• Reading text:
/---
Section 5.Counterparts. This Agreement may be executed in counterparts (and by different parties hereto on different counterparts) (including by facsimile or other electronic transmission (i.e., a “pdf” or “tif”)), each of which shall constitute an original but all of which when taken together shall constitute a single contract. Delivery of an executed signature page to this Agreement by facsimile or electronic transmission shall be as effective as delivery of a manually signed counterpart of this Agreement. The words “execution,” “execute”, “signed,” “signature,” and words of like import in or related to any document to be signed in connection with this Agreement and the transactions contemplated hereby shall be deemed to include electronic signatures, the electronic matching of assignment terms and contract formations on electronic platforms approved by the Administrative Agent, or the keeping of records in electronic form, each of which shall be of the same legal effect, validity or enforceability as a manually executed signature or the use of a paper-based recordkeeping system, as the case may be, to the extent and as provided for in any applicable law, including the Federal Electronic Signatures in Global and National Commerce Act, the New York State Electronic Signatures and Records Act, or any other similar state laws based on the Uniform Electronic Transactions Act.
\---
• Work task A: In the counterparts section, delivery of an executed signature page by facsimile or electronic transmission is as effective as what?
• Work task B: Carry the counterparts section forward from its last sentence.
The rows come from a separate source and are unrelated to the counterparts section.

• Given information:
/---
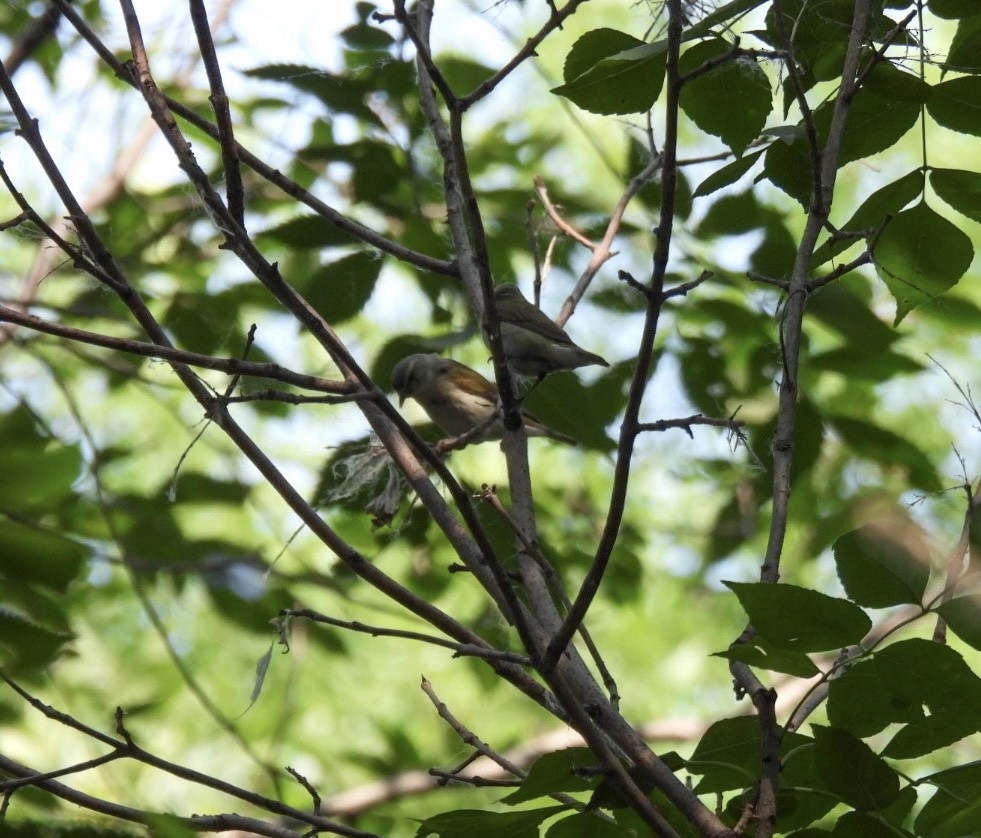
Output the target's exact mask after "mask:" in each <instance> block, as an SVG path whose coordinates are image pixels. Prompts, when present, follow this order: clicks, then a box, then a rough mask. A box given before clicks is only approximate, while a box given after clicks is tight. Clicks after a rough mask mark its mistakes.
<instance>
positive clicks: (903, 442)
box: [826, 415, 941, 492]
mask: <svg viewBox="0 0 981 838" xmlns="http://www.w3.org/2000/svg"><path fill="white" fill-rule="evenodd" d="M826 419H827V421H828V424H830V425H831V426H832V427H833V428H834V430H835V431H836V432H837V433H838V435H839V436H840V437H841V438H842V440H844V442H845V443H846V444H847V445H848V446H849V447H850V448H852V449H853V450H854V451H855V453H856V454H858V455H859V456H861V457H864V458H865V459H867V460H871V461H872V462H877V463H881V464H882V465H886V466H902V467H904V468H906V469H908V471H909V479H910V481H911V482H912V483H914V484H915V485H917V486H919V487H920V488H922V489H925V490H926V491H929V492H936V491H940V488H941V486H940V478H939V477H937V471H936V469H935V468H934V466H933V463H932V462H931V460H930V458H929V457H927V455H926V454H924V453H923V452H922V451H921V450H920V449H919V448H917V447H916V446H915V445H913V443H911V442H909V441H908V440H906V439H903V437H901V436H899V435H898V434H895V433H893V432H892V431H889V430H886V429H885V428H880V427H879V426H878V425H873V424H872V423H871V422H866V421H865V420H864V419H853V418H852V417H849V416H834V415H827V416H826Z"/></svg>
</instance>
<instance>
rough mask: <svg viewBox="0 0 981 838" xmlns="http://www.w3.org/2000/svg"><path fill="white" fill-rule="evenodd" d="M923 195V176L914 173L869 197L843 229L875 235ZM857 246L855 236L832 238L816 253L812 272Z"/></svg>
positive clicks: (920, 171) (922, 175)
mask: <svg viewBox="0 0 981 838" xmlns="http://www.w3.org/2000/svg"><path fill="white" fill-rule="evenodd" d="M922 194H923V172H922V170H921V169H914V170H913V171H912V172H909V173H908V174H905V175H903V176H902V177H901V178H899V179H898V180H894V181H892V182H891V183H889V184H887V185H885V186H883V187H882V188H881V189H877V190H876V191H875V192H873V193H872V194H871V195H869V197H868V198H866V199H865V200H864V201H863V202H862V204H861V206H860V207H859V208H858V209H857V210H855V213H854V215H852V217H851V218H850V219H848V221H846V222H845V223H844V224H843V225H842V226H841V228H840V229H841V230H842V232H860V231H868V233H869V234H871V233H874V232H876V231H877V230H878V229H879V228H880V227H882V225H883V224H884V223H885V222H886V220H887V219H888V217H889V216H890V215H895V214H896V213H897V212H899V211H900V210H901V209H903V208H904V207H905V206H907V205H908V204H909V203H910V202H911V201H914V200H916V198H918V197H919V196H920V195H922ZM854 242H855V239H854V238H853V237H851V236H836V237H833V238H828V239H827V240H826V241H825V242H824V243H822V244H821V246H820V247H818V249H817V250H815V251H814V256H813V258H812V259H811V269H812V270H813V269H814V268H816V267H817V266H818V265H823V264H824V263H825V262H827V261H828V260H829V259H832V258H833V257H835V256H837V255H838V254H839V253H841V252H842V251H844V250H847V249H848V248H849V247H851V246H852V244H854Z"/></svg>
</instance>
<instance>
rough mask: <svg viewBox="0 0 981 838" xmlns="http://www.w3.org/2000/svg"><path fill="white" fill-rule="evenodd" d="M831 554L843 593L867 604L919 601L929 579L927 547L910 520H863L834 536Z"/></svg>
mask: <svg viewBox="0 0 981 838" xmlns="http://www.w3.org/2000/svg"><path fill="white" fill-rule="evenodd" d="M897 536H898V538H897ZM900 539H901V540H900ZM914 541H915V544H914ZM834 556H835V564H836V565H837V567H838V578H839V579H840V580H841V584H842V585H844V587H845V591H846V593H847V594H848V596H849V597H850V598H851V599H852V600H853V601H854V602H855V603H857V604H858V605H864V606H866V607H868V608H888V607H889V606H890V605H902V604H903V603H913V604H918V603H919V602H920V601H921V599H922V598H923V592H924V591H925V590H926V586H927V582H929V581H930V558H929V554H928V553H927V547H926V544H925V541H924V539H923V538H922V537H921V536H920V534H919V532H918V530H916V529H915V527H914V526H913V524H912V522H908V521H907V522H901V523H899V524H898V525H897V522H894V521H890V522H887V525H885V526H884V525H882V524H875V523H874V524H866V525H865V526H863V527H859V528H858V529H857V530H852V531H851V532H849V533H845V534H844V535H843V536H841V537H840V538H838V539H836V540H835V543H834Z"/></svg>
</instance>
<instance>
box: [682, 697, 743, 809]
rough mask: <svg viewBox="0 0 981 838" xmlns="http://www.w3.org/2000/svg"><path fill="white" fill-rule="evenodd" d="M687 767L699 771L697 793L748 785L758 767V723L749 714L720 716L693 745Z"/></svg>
\---
• Exercise answer A: It is as effective as delivery of a manually signed counterpart of this Agreement.

• Exercise answer B:
Section 6.Conditions to Effectiveness of this Agreement. This Agreement shall become effective on the date (the “Amendment No. 8 Effective Date”) when each of the following conditions shall have been satisfied (or waived, as applicable) and, in connection with the foregoing, the execution (which may include telecopy or electronic transmission of a signed signature page of this Agreement) of this Agreement:
3


(a)Delivery of Documents. The Agents and the Lenders shall have received on or before the Amendment No. 8 Effective Date the following, each in form and substance satisfactory to the Agents and, unless indicated otherwise, dated the Amendment No. 8 Effective Date:
(i)a counterpart of this Agreement signed on behalf of each Credit Party and the Requisite Lenders; and
(ii)the Stock Repurchase Agreement, duly executed by Holdings and the sellers party thereto.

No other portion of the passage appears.